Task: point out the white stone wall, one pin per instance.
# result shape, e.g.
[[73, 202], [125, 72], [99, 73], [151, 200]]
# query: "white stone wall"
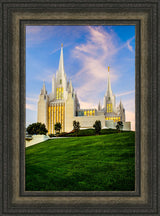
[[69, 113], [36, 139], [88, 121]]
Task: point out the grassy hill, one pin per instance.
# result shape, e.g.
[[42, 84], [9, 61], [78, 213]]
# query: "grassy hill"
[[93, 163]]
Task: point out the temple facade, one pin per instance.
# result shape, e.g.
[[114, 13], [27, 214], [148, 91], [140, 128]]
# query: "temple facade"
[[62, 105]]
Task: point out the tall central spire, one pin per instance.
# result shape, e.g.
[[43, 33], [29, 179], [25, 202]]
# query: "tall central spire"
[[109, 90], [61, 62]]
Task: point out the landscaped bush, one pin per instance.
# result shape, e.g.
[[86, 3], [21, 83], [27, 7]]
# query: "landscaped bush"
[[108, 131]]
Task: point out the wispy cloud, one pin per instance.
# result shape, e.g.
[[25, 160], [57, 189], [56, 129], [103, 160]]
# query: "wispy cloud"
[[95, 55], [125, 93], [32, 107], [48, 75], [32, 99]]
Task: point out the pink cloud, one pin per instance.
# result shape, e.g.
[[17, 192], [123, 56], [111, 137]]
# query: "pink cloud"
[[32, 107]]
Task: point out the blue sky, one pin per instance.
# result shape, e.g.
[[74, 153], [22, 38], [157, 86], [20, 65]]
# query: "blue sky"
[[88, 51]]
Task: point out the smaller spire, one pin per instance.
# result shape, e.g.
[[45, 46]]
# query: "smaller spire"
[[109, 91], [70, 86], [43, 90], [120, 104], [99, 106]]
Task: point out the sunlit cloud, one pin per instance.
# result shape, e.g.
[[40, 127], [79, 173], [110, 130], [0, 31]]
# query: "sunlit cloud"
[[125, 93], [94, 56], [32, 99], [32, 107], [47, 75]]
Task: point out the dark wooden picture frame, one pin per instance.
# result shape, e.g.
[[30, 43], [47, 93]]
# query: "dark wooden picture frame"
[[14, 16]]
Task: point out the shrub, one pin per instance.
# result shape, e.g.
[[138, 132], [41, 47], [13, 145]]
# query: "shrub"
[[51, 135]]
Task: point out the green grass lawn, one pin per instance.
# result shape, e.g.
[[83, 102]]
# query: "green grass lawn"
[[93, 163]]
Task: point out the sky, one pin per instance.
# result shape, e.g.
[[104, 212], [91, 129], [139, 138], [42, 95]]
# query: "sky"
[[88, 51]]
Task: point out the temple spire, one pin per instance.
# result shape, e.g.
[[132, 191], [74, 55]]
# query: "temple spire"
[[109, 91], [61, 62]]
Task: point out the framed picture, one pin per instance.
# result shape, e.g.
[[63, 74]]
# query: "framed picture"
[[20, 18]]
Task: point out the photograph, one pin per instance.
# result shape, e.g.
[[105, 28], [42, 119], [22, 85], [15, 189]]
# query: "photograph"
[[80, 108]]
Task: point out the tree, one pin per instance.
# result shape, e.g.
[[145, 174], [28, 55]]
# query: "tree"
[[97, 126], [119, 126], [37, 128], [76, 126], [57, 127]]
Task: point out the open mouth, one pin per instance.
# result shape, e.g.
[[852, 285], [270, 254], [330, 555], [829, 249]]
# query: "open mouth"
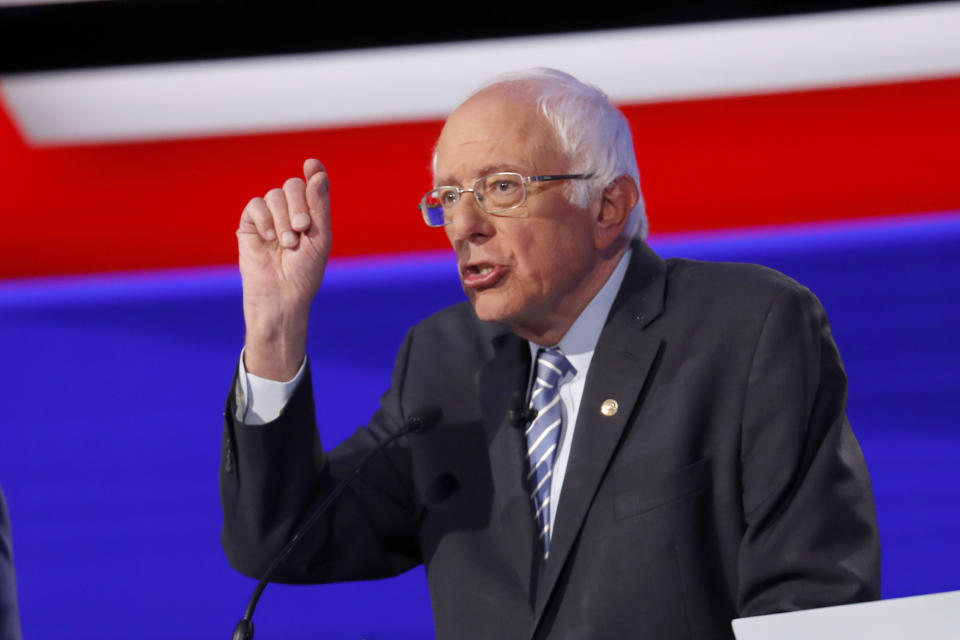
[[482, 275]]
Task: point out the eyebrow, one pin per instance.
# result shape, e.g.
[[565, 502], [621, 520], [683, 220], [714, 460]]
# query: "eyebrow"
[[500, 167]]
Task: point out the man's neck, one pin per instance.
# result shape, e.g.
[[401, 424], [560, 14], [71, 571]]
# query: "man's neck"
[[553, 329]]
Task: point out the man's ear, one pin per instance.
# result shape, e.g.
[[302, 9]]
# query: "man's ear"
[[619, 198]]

Objective: Every entry above is to be set down exactly; the pictures are to be left out.

Finished answer:
Task: point out the white stone wall, one pin per instance.
# result shape, e.g.
[[73, 202], [125, 72], [99, 73], [151, 200]]
# query: "white stone wall"
[[69, 113], [36, 139], [88, 121]]
Task: point out the grassy hill, one pin per instance.
# result shape, e.g.
[[42, 84], [9, 61], [78, 213]]
# query: "grassy hill"
[[93, 163]]
Task: point out the temple facade, one pin per instance.
# result shape, e.g.
[[114, 13], [27, 214], [148, 91], [140, 128]]
# query: "temple facade"
[[62, 105]]
Task: point out the tall central spire, one pin per instance.
# result shape, e.g.
[[43, 33], [29, 179], [25, 202]]
# query: "tall central spire"
[[109, 90], [61, 62]]
Task: point out the landscaped bush, one pin per instance.
# result shape, e.g.
[[86, 3], [21, 83], [27, 7]]
# query: "landscaped bush"
[[108, 131]]
Task: point out the wispy cloud, one pin per instance.
# result shape, e.g.
[[25, 160], [57, 189], [56, 129], [103, 160]]
# query: "wispy cloud"
[[95, 55], [125, 93], [32, 107], [48, 75], [32, 99]]
Task: point out the pink cloud, one pin per instance.
# result shape, e.g.
[[17, 192], [123, 56], [111, 137]]
# query: "pink cloud"
[[32, 107]]
Task: point out the blue sky, one pin per instance.
# result shape, e.g.
[[74, 153], [22, 38], [157, 86], [20, 65]]
# query: "blue sky"
[[88, 51]]
Task: point out the smaller spire, one pin per instance.
# result shape, e.g.
[[45, 46]]
# query: "smaller spire"
[[109, 91], [70, 86], [43, 90], [120, 104], [99, 106]]
Task: point out the sunlit cloud, one pin per instance.
# result shape, e.g.
[[40, 127], [79, 173], [110, 130], [0, 31]]
# query: "sunlit cloud"
[[125, 93], [94, 56], [32, 99], [32, 107], [47, 75]]
Task: point out the dark wooden picture frame, one pin per instance.
# result shape, e.g.
[[30, 43], [47, 93]]
# query: "dark wooden picture frame"
[[14, 16]]
Task: point out the shrub, one pin per instance.
# result shape, e.g.
[[138, 132], [41, 47], [13, 145]]
# query: "shrub"
[[51, 135]]
Task: point out the green grass lawn, one pin per instance.
# result shape, e.g.
[[83, 102]]
# query: "green grass lawn"
[[93, 163]]
Task: point out the sky, one pin per instance.
# result shape, e.g.
[[104, 212], [91, 129], [139, 138], [42, 95]]
# query: "sky"
[[88, 51]]
Task: point out the temple spire, one pin per instance.
# result shape, e.g.
[[132, 191], [74, 55]]
# query: "temple spire"
[[109, 91], [61, 62]]
Task: point out the framed picture, one pin per instance.
# result shape, e.g.
[[63, 74]]
# query: "framed picture"
[[20, 18]]
Task: point out the photograph, one pin per instance.
# result shape, e.g.
[[105, 28], [42, 119], [22, 85], [15, 189]]
# query: "photograph"
[[80, 108]]
Task: point out the tree, one pin per instance.
# result shape, e.g.
[[145, 174], [28, 55]]
# query: "tree"
[[97, 126], [119, 126], [37, 128], [76, 126], [57, 127]]
Task: point out the open mouth, one pin per instance.
# result shape, e.g.
[[852, 285], [270, 254], [330, 555], [829, 249]]
# query: "open mouth"
[[482, 275]]
Task: point out the eyebrow, one pin per instance.
# result shape, e.g.
[[565, 502], [621, 520], [683, 220], [714, 460]]
# query: "eyebrow"
[[500, 167]]
Task: point out the man's neck, one pin per instance.
# result shape, e.g.
[[401, 424], [560, 14], [71, 571]]
# query: "man's neck"
[[553, 329]]
Task: point out the man's ear, one pin per instance.
# result shape, e.g.
[[302, 9]]
# query: "man's ear"
[[619, 198]]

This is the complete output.